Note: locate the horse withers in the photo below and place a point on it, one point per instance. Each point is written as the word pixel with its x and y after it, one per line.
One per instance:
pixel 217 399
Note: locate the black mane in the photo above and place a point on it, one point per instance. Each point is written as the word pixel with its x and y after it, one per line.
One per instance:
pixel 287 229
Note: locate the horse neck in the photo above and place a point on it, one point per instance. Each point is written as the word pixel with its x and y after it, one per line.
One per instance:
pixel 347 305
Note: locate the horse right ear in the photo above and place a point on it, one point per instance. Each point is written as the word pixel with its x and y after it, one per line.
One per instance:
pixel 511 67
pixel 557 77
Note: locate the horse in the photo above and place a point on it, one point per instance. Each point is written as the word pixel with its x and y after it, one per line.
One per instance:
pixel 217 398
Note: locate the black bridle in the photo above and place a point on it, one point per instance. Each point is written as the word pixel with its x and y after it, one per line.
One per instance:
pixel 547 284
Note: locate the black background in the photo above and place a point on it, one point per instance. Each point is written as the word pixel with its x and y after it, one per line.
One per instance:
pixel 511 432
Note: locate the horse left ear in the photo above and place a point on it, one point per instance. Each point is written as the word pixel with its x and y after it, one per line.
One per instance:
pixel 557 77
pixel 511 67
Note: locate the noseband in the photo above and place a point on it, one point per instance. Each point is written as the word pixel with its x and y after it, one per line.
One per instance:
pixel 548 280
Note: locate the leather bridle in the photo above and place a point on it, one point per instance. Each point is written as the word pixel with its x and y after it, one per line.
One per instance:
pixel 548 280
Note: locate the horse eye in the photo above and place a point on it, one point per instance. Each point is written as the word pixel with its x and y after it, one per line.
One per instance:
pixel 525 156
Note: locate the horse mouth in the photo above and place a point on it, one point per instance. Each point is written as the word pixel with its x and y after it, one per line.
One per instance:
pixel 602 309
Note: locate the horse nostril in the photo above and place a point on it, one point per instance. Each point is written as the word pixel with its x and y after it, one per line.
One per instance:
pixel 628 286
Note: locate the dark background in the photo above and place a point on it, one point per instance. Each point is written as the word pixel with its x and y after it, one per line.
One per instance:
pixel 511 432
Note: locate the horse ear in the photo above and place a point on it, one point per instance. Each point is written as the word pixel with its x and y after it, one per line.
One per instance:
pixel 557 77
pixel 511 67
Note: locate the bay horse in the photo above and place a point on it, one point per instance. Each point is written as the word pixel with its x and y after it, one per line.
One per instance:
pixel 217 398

Short problem | Starting at the line that contains "Note: locate the horse neck" and ending with the line that contains "pixel 547 284", give the lines of the items above as a JSON list of strings, one string per line, leaving out blank lines.

Result of this exercise |
[
  "Note: locate the horse neck in the photo above and place a point on it, one point per instance. Each point is written as the word pixel with its x and y after it, one per line.",
  "One per instance:",
  "pixel 347 305",
  "Note: locate the horse right ear in the photo above and place a point on it, one point per instance. Each point is written as the word pixel with its x and y after it, one per line.",
  "One per instance:",
  "pixel 511 67",
  "pixel 557 77",
  "Note: locate the horse in the photo above and place a point on it, one point per instance. Each point is written as the word pixel with its x and y after it, one per line.",
  "One per instance:",
  "pixel 217 398",
  "Note: locate the black bridle in the photo above and place a point on it, one point per instance. Each point is written as the word pixel with its x and y after it, one per line.",
  "One per instance:",
  "pixel 547 284"
]